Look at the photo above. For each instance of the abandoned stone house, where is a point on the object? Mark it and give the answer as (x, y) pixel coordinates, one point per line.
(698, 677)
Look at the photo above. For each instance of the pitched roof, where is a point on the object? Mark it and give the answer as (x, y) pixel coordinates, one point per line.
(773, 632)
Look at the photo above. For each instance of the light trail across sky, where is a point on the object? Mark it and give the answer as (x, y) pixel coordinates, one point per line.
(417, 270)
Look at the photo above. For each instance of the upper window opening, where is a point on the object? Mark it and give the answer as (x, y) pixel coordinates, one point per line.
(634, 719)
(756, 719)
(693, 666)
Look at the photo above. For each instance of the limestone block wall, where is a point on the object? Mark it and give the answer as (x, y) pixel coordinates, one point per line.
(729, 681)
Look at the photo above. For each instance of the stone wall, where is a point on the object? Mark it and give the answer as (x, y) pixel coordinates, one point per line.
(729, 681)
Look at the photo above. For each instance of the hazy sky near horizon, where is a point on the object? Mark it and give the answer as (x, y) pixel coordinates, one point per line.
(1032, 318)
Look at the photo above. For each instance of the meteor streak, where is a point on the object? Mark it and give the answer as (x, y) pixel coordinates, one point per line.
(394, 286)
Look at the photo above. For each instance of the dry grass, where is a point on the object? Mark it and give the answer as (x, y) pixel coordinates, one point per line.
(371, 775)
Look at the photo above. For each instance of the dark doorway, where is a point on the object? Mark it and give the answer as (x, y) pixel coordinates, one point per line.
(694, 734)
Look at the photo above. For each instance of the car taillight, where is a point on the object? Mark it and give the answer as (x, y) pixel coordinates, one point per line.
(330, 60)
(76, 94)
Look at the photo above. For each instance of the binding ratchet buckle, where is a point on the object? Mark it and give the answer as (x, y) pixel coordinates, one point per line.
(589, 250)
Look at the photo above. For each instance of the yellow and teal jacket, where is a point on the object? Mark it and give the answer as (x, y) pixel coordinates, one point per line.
═══
» Exercise aim
Give back every line of the material, exactly as written.

» Your response
Look at the photo above. For each instance of the abandoned stone house, where is a point on the object? Mark it and give the answer as (x, y) pixel coordinates, one point per line.
(698, 677)
Look at the photo above. For each instance of the pitched roof, where is a point on the object? Mark it and give the answer as (x, y) pixel coordinates, one point per line.
(773, 632)
Look at the photo above. For each instance of the light trail across sky, where is a point on the object? Mark it and give the answer as (x, y) pixel coordinates, one point per line.
(417, 270)
Look at the photo above. For each instance of the upper window opening, where is a point on the object? Mark it and give the answer as (x, y) pixel coordinates, one point per line.
(634, 719)
(756, 719)
(693, 666)
Look at the photo above. For each instance of the limestone block wall, where is a point on the object? Mark it and give the answer as (x, y) pixel coordinates, one point per line.
(729, 681)
Look at the photo above. For each instance of the stone wall, where is a point on the object? Mark it and give the answer as (x, y) pixel coordinates, one point per line.
(729, 681)
Look at the photo above. For each instance of the hazy sky near horizon, where is a point on the object? Mark it and give the answer as (x, y) pixel coordinates, one point per line.
(1032, 318)
Look at the photo above. For each instance of the meteor streak, where is a point on the object? Mark it and give the answer as (x, y) pixel coordinates, one point per line.
(394, 286)
Look at the photo above. For each instance of the dry grass, where is a point on the object? Mark it and give the answer as (x, y) pixel coordinates, one point per line.
(371, 775)
Look at the photo above. For each instance of the dark doorway, where is a point on the object? Mark it and give the answer as (x, y) pixel coordinates, one point per line.
(694, 734)
Look at the photo above. For each instance of the car taillight, where is a point on the object? Mark it and give the answer as (x, y) pixel coordinates, one point per line.
(330, 60)
(76, 94)
Look at the photo above. For each instance of the binding ratchet buckle, where is a point on the object? Mark it and give the answer as (x, y) pixel coordinates, one point per line.
(589, 250)
Look at the photo above. For each instance of the yellow and teal jacket, where is a point on the object? Mark it and give the answer as (x, y) pixel coordinates, one point per line.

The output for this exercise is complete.